# Work to be completed
Copy all of the material exactly. Pictures are not to appear in the copy.

(Point labeling dataset excerpts)

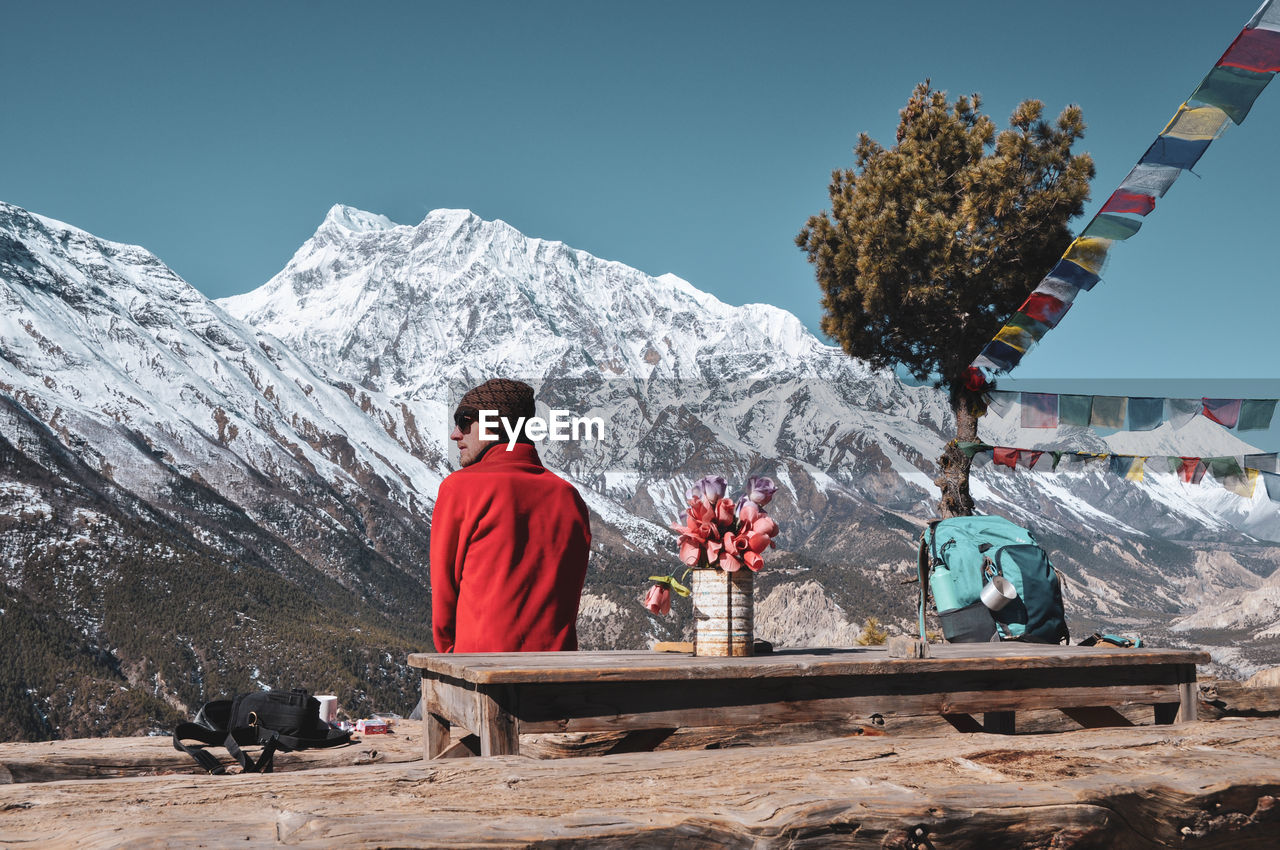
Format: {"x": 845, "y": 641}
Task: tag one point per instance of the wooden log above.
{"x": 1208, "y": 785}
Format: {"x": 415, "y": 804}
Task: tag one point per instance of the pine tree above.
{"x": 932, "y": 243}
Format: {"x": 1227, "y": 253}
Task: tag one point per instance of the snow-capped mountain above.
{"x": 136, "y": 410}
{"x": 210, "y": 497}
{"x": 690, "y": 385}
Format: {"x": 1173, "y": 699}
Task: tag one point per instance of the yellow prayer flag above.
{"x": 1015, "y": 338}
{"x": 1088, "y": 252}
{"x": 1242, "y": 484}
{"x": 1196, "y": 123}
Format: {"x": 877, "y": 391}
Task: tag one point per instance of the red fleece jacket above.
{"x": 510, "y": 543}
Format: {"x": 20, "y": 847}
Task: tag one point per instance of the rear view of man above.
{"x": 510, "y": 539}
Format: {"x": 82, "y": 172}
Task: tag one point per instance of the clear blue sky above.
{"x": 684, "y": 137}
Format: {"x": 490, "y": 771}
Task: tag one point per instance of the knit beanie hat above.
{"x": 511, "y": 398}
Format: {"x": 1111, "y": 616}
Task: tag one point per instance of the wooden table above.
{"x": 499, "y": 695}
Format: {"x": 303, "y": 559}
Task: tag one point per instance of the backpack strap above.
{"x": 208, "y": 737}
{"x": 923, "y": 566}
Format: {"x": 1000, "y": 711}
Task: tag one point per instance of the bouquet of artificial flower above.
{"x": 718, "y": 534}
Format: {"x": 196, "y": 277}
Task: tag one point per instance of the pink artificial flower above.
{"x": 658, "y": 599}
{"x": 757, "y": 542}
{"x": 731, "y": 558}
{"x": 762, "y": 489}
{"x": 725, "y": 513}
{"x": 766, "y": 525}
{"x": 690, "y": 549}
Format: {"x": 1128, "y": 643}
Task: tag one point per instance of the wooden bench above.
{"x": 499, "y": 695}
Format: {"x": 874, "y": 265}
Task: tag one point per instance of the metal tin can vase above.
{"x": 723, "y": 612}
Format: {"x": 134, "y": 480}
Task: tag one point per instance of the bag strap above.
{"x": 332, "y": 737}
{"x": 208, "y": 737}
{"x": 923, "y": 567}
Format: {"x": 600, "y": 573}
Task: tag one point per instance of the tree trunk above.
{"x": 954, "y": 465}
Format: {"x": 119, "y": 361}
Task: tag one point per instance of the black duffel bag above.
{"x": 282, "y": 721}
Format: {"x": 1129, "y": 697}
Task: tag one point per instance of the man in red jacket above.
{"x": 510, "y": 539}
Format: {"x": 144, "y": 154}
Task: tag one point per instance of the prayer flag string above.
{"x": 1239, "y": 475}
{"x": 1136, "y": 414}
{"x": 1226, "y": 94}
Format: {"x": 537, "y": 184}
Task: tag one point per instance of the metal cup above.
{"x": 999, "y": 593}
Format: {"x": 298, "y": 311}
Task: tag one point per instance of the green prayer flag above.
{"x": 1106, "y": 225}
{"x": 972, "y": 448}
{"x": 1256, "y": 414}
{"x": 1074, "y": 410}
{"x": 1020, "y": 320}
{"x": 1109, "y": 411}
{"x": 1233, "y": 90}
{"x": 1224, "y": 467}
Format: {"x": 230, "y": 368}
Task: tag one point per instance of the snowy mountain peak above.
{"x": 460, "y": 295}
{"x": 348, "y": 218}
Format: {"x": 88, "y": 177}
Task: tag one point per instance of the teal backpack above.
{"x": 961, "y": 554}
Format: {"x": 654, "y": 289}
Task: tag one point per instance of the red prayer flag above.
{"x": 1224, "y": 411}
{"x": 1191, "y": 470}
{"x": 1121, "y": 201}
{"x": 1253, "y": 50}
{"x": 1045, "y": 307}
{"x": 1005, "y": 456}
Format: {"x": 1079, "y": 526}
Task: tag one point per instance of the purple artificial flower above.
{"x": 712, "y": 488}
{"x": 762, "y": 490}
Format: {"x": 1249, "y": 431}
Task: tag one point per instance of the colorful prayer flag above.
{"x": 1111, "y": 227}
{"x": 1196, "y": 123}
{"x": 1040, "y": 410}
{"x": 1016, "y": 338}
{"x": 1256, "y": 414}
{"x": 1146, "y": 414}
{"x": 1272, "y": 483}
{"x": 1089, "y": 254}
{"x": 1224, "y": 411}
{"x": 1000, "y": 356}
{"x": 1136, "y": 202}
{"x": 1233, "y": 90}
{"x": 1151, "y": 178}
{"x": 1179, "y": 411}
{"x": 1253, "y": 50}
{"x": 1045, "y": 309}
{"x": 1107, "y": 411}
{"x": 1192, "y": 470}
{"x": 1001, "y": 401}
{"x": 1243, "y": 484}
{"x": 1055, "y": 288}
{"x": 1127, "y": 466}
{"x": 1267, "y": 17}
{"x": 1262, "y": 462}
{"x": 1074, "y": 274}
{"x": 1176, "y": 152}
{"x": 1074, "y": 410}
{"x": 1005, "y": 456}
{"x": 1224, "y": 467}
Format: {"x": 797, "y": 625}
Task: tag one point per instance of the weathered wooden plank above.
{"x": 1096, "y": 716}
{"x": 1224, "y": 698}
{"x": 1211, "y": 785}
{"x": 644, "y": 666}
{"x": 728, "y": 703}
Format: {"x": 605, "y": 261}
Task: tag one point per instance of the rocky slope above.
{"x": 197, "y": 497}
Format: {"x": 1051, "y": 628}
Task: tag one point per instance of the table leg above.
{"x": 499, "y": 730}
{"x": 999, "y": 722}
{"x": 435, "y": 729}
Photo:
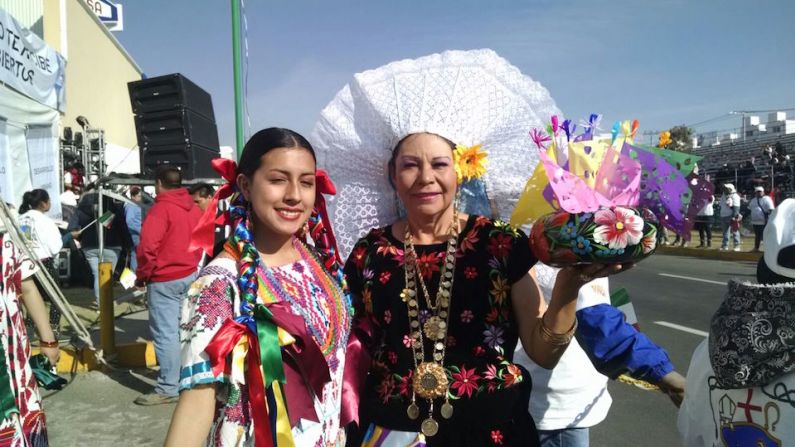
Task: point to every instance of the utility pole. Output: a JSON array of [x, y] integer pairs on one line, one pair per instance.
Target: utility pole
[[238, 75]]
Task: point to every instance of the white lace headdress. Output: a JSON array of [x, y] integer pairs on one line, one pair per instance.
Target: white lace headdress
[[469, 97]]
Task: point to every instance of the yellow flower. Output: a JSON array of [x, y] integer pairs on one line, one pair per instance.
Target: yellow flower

# Answer to this exercise
Format: {"x": 845, "y": 641}
Task: tag one point per instance of the wooden log above.
{"x": 1208, "y": 785}
Format: {"x": 415, "y": 804}
Task: tag one point per instance of the pine tree above.
{"x": 932, "y": 243}
Format: {"x": 1227, "y": 253}
Task: tag one point per instance of the snow-capped mountain above.
{"x": 136, "y": 410}
{"x": 210, "y": 497}
{"x": 690, "y": 385}
Format: {"x": 1173, "y": 699}
Task: tag one point per instance of the yellow prayer flag above.
{"x": 1015, "y": 338}
{"x": 1088, "y": 252}
{"x": 1242, "y": 484}
{"x": 1196, "y": 123}
Format: {"x": 877, "y": 391}
Task: tag one point per instance of the red fleece jacket above.
{"x": 510, "y": 543}
Format: {"x": 20, "y": 847}
Task: tag one point per instance of the rear view of man above.
{"x": 510, "y": 539}
Format: {"x": 82, "y": 172}
Task: tag one point per instance of the clear blue sky above.
{"x": 684, "y": 137}
Format: {"x": 490, "y": 771}
Task: tag one point per instance of the knit beanie hat above.
{"x": 511, "y": 398}
Format: {"x": 1111, "y": 616}
Task: tag one point per instance of the wooden table above.
{"x": 499, "y": 695}
Format: {"x": 303, "y": 559}
Task: tag one point per instance of the backpack strap above.
{"x": 208, "y": 737}
{"x": 923, "y": 566}
Format: {"x": 1000, "y": 711}
Task: tag one point per instance of the bouquet of artificial flower above.
{"x": 718, "y": 534}
Format: {"x": 196, "y": 277}
Task: tag one point per instance of the pink artificial flower above.
{"x": 658, "y": 599}
{"x": 757, "y": 542}
{"x": 731, "y": 558}
{"x": 762, "y": 489}
{"x": 725, "y": 513}
{"x": 766, "y": 525}
{"x": 690, "y": 549}
Format: {"x": 1128, "y": 643}
Task: tag one point per instance of the wooden bench above.
{"x": 499, "y": 695}
Format: {"x": 874, "y": 265}
Task: tag one point per instance of the metal tin can vase above.
{"x": 723, "y": 612}
Format: {"x": 134, "y": 480}
Task: tag one point per instance of the bag strap above.
{"x": 332, "y": 737}
{"x": 208, "y": 737}
{"x": 923, "y": 567}
Format: {"x": 600, "y": 573}
Task: tag one point per instance of the tree trunk above.
{"x": 954, "y": 465}
Format: {"x": 119, "y": 361}
Task: tag one point per instance of the black duffel bag above.
{"x": 282, "y": 721}
Format: {"x": 1129, "y": 697}
Task: tag one point per instance of the man in red jacket above.
{"x": 510, "y": 539}
Format: {"x": 144, "y": 154}
Task: tag one point per instance of the prayer flag string above.
{"x": 1239, "y": 475}
{"x": 1136, "y": 414}
{"x": 1226, "y": 94}
Format: {"x": 537, "y": 184}
Task: tag one point per instance of the metal cup above.
{"x": 999, "y": 593}
Format: {"x": 298, "y": 311}
Task: tag one point per instance of the green prayer flag above.
{"x": 1106, "y": 225}
{"x": 972, "y": 448}
{"x": 1256, "y": 414}
{"x": 1074, "y": 410}
{"x": 1020, "y": 320}
{"x": 1109, "y": 411}
{"x": 1233, "y": 90}
{"x": 1224, "y": 467}
Format: {"x": 230, "y": 368}
Task: tag one point per instance of the snowy mountain peak above.
{"x": 460, "y": 295}
{"x": 348, "y": 218}
Format: {"x": 88, "y": 177}
Task: tag one point per instance of the teal backpack above.
{"x": 961, "y": 554}
Format: {"x": 654, "y": 289}
Task: tag one point per instance of the red prayer flag above.
{"x": 1224, "y": 411}
{"x": 1191, "y": 470}
{"x": 1121, "y": 201}
{"x": 1253, "y": 50}
{"x": 1045, "y": 307}
{"x": 1005, "y": 456}
Format: {"x": 1079, "y": 526}
Task: tag one point per instance of the purple artificial flower above.
{"x": 712, "y": 488}
{"x": 762, "y": 490}
Format: {"x": 1249, "y": 431}
Task: tag one point per instance of the colorful prayer flag above.
{"x": 1111, "y": 227}
{"x": 1196, "y": 123}
{"x": 1040, "y": 410}
{"x": 1016, "y": 338}
{"x": 1256, "y": 414}
{"x": 1146, "y": 414}
{"x": 1272, "y": 483}
{"x": 1089, "y": 254}
{"x": 1224, "y": 411}
{"x": 1000, "y": 356}
{"x": 1136, "y": 202}
{"x": 1233, "y": 90}
{"x": 1151, "y": 178}
{"x": 1179, "y": 411}
{"x": 1253, "y": 50}
{"x": 1045, "y": 309}
{"x": 1107, "y": 411}
{"x": 1192, "y": 470}
{"x": 1001, "y": 401}
{"x": 1243, "y": 484}
{"x": 1055, "y": 288}
{"x": 1127, "y": 466}
{"x": 1267, "y": 17}
{"x": 1262, "y": 462}
{"x": 1074, "y": 274}
{"x": 1176, "y": 152}
{"x": 1074, "y": 410}
{"x": 1005, "y": 456}
{"x": 1224, "y": 467}
Format: {"x": 797, "y": 625}
Task: tag one point per instance of the weathered wooden plank above.
{"x": 1096, "y": 716}
{"x": 1224, "y": 698}
{"x": 1211, "y": 785}
{"x": 644, "y": 666}
{"x": 728, "y": 703}
Format: {"x": 605, "y": 261}
Task: tag one point per instance of the rocky slope above.
{"x": 197, "y": 497}
Format: {"x": 1051, "y": 628}
Task: tag one point per instance of the table leg above.
{"x": 499, "y": 730}
{"x": 999, "y": 722}
{"x": 435, "y": 729}
Photo:
Task: point to every instance of the utility pole. Output: a JSON array of [x, y] integer pairs on one line, one pair per instance.
Target: utility pole
[[238, 75]]
Task: point to every instance of the white lace headdress. Output: a JSON array of [x, y] integer pairs on one line, one pair per instance.
Target: white lace headdress
[[469, 97]]
Task: point to every instance of the yellow flower. Output: a JSON array of [x, y] integer pairs on one line, one pair per instance.
Target: yellow flower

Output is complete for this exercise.